== Passage for review ==
Palliative care is a type of specialty care. It focuses on improving quality of life for people with serious illnesses. Your primary care doctor and other palliative care team members work together to coordinate your care. Palliative care also helps ensure that your care controls symptoms like pain, and that it helps with all physical, mental, emotional, and spiritual needs.With palliative care, you can receive support in managing serious chronic illnesses such as:
- Heart disease
- Amyotrophic lateral sclerosis (ALS)
- Cystic fibrosis
- End-stage liver disease
- Kidney failure
- Lung disease
- Parkinson's disease
It is provided by a trained team of physicians, nurses and other providers such as social workers, spiritual advisors, and trained volunteers. The palliative team also makes sure that patients and their families have input in the direction of their care, and that the forms of treatment match their personal goals.
The Objectives of Palliative Care
Palliative care works to:
- Maximize quality of life.
- Provide relief from pain and other physical symptoms.
- Provide emotional, psychosocial and spiritual care.
- Provide support, aid and education to the family and caregivers for the duration of the patient’s illness.
Palliative Care Misconceptions
Palliative care is often misunderstood , with many believing that it is only for those living with a late stage or terminal illness, or that it is the same or similar to hospice care.
While palliative care is a part of hospice care, the treatments and supports that palliative care focuses on can be provided along with the treatment of any serious or advanced illness. This is best started at the time a person receives a diagnosis.
Unlike hospice, palliative care can be put in place at any stage of an illness, is not based on prognosis, and can be received even if your treatment is intended to cure your condition.
With the support of palliative care, patients may actually go on to feel better, continue performing activities of daily living, resume or continue working, and, depending upon the illness, potentially even recover.
===
== Entries supplied ==
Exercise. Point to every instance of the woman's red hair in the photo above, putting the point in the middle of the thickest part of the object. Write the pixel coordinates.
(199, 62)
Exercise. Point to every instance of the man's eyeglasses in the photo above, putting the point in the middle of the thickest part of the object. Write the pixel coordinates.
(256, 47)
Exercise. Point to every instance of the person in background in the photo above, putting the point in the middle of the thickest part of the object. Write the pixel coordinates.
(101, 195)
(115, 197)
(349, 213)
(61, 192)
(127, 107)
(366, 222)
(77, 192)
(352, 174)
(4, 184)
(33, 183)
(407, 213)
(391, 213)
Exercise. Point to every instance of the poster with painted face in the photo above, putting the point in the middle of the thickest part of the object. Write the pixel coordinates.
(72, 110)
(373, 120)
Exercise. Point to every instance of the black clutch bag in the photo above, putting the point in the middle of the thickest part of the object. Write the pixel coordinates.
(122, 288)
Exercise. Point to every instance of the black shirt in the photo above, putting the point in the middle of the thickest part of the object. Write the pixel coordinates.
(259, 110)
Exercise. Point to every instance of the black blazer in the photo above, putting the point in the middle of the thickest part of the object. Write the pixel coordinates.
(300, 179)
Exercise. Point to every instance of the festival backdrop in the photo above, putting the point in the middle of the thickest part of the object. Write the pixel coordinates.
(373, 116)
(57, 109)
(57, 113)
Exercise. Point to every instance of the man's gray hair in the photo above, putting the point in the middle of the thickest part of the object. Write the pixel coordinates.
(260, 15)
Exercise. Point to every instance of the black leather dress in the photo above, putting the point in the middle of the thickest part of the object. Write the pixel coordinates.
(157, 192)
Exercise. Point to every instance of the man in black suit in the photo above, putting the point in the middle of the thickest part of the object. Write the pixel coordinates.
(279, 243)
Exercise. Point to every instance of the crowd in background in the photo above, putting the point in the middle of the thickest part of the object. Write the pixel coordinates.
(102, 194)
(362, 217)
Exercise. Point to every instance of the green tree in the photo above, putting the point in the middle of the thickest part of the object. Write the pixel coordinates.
===
Exercise tasks:
[a] According to the passage on palliative care, when is palliative care best started?
[b] Carry on the passage about palliative care, picking up after its final sentence.

Results for each task:
[a] At the time a person receives a diagnosis.

[b]
During this time, if the palliative care team or the patient’s physician determines that the ongoing treatment is no longer controlling the illness, a transition to hospice care may be an option for the patient. This means that:
- A doctor certifies the patient’s lifespan is limited to 6 months or less.
- The care team places a heavier emphasis on comfort care.
Where is Palliative Care Provided?
Care teams may provide palliative support in different settings based on the patient’s desires and specific medical needs. These may include:
- Specialized clinics
- Hospice programs
- Nursing homes
- In the patient's home or the home of a family member
In many cases, patients or their family members decide to receive palliative care in the patient’s home. This way, the patient can get the highest level of support and medical care while surrounded by loved ones in the comfort of their own home.
How Palliative Care Helps Patients
Palliative care addresses many possible services for both patients and their caregivers as their illness or palliative care needs change. These are some ways palliative care helps patients:
Creating the Right Care Plan
The patient, their loved ones and their health care team work together to develop a plan of care that focuses on the patient's quality of life. It should be flexible to provide the right care as the illness changes.
Support, Guidance and Advice
Palliative care services include help navigating the many difficult decisions patients and their families may face when dealing with a serious illness. Palliative care team members help patients and families deal with stress, spiritual questions, financial concerns, and bereavement and coping skills. They will offer guidance, support and connection with necessary community resources to help everyone involved in this journey.
Nurses and physicians work together to review the patient’s symptoms, prescriptions, and look at the patient’s changing needs. The goal is to make sure the patient stays as comfortable and independent as possible. Services such as home health care may be set up to provide support for self-care and activities of daily living.
Late-Stage Illness Care
This may involve setting up inpatient care at a hospital if needed. It can also assist in transitioning to hospice, which can be provided at home, if requested for end-of-life support. For eligible patients, hospice care helps ensure the patient gets the support they need, without moving out of their familiar surroundings.
How Palliative Care Helps Families and Caregivers
Supporting families and caregivers is a big part of palliative care. This type of care recognizes that these people are an important part of a patient’s life. It also understands that they need emotional, physical, social and spiritual help during this process. They are often strongly impacted by challenges can happen during a patient's illness, and will need advice and guidance.
These are some palliative care goals of supporting families and caregivers :
- Teach skills to manage the patient’s care at home
- Relieve emotional distress
- Provide resources for community support
- Help with referrals to medical and mental health services for the patient as needed
- Help with end-of-life planning and discussions
- Assist with spiritual needs
- Support self-care strategies for those providing care
When Should Patients Begin Palliative Care?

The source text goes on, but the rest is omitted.